**Document text**
▽

President Obama Changes Little With Cairo Remarks

President Obama delivered a speech in Cairo today. In it, the President of the United States outlined what could well be called the Obama Doctrine. Yet, for those hoping for significant change from past administrations, there was much lacking.

Despite what some have claimed, the speech did not outline a new beginning. While a few of the details have changed, President Obama has reiterated the flawed Wilsonian idealism that caused his predecessor so much trouble. Distancing his administration from the excesses of that previous is the right approach for President Obama to take, but the fundamentals of what he preaches are in-line with what has been said before; the United States remains committed to pushing democracy in the region. In reiterating this point of view, however, President Obama simply misses the point of why his country remains so unpopular in much of the world.

Constant interference in the affairs of western Asia has contributed the threat of international terrorism and economic uncertainty at home. While there is credibility to the argument that a failure to rebuild Afghanistan after the proxy war there during the Carter and Reagan years has contributed the problems faced by it and Pakistan, it is not the principal cause of hostility to the United States in the region. Rather, using other lands for our own short-term interests before ultimately ignoring the resulting problems is what has fermented so much discontent and ill will in the region. Within the context of the times and the challenges, involvement in Afghanistan may have been the correct decision in the midst of the wider ideological and geopolitical contest with the forces of Soviet authoritarianism. Indeed, much like how the failure to tie up loose ends in Afghanistan in 1989 helped to give rise to the Taliban, the failure to topple the warmonger Saddam Hussein following the Iraqi invasion of Kuwait has contributed to enduring conflicts and challenges throughout Western Asia. However, the world has changed since 1991 and the long-overdue end of Soviet Communism.

△

**Given material**
▽

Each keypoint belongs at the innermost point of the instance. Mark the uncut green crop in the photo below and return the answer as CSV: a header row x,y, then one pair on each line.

△

**Assigned task A**
From the commentary on President Obama's Cairo speech, extract word for word the passage that opens with the words containing "Despite what some" and closes with "of the world.".
**Assigned task B**
Continue the commentary on President Obama's Cairo speech from the point at which it ends.

**Response A**
Despite what some have claimed, the speech did not outline a new beginning. While a few of the details have changed, President Obama has reiterated the flawed Wilsonian idealism that caused his predecessor so much trouble. Distancing his administration from the excesses of that previous is the right approach for President Obama to take, but the fundamentals of what he preaches are in-line with what has been said before; the United States remains committed to pushing democracy in the region. In reiterating this point of view, however, President Obama simply misses the point of why his country remains so unpopular in much of the world.

**Response B**
With the cessation of the Cold War, and the demise (if delayed) of its malcontents and instigators, the U.S. foreign policy focus on interventionism should have similarly ceased. When it became clear that the forces of capitalism had won, economic liberalization, rather than force of arms, should have arisen as the focus of foreign policy for the United States.

Instead, President Clinton stirred up anti-American sentiment with his interventions in the Balkans that remain without firm resolution. Ironically, supporters of these wars of choice complained the loudest when the younger George Bush sought to use interventionism as a means of spreading American values while eliminating regional security threats in both western Asia and western Africa. While history and time will judge both men more accurately than anyone can at present, both failed to one extent or another to take the focus of American foreign policy away from interventionism and towards free trade. Now, it seems, despite his calls for hope and change, the current President of the United States is conducting his foreign policy similarly.

To be clear, President Obama outlined some good proposals in his Cairo speech. The President is right to end American and coalition involvement in Iraq gradually now that the latter is governable. Similarly, President Obama is correct in his call for the West to help fight the spread of preventable disease throughout western Asia. Likewise, President Obama was right in his statements regarding Iran, where a presidential election is set to soon occur. Furthermore, the President was right to commit the United States to assisting in the nonviolent development of a lasting peace between Israel, the Palestinians, and the wider Arab world, even if his exact perspective on the dispute is flawed. Fundamentally, however, the President showed no real commitment to actual change. Indeed, personal liberty and constitutional democracy will only take hold in the areas of the world where these notions remain absent when only when capitalism is embraced.

It has now been twenty years since the nominally Communist government of the People’s Republic of China cracked down on demonstrators seeking democratic reforms in the country. But, since that time, it has become more evident for the leadership there that capitalist prosperity requires a high degree of personal liberty. As such, the liberalization of China continues rather gradually.

Yet, the free market of ideas rightly embraced by so many thinkers and politicians of our time requires a free market of goods and services. Only then can a world truly reflective of the best American values actually emerge. Only with a broader focus on the spread of trade and commerce among the peoples and polities of the world can a real change emerge in how the government of the United States is perceived. Sadly, to offer such would run contrary to the statist, interventionist focus President Obama has proposed and enacted domestically.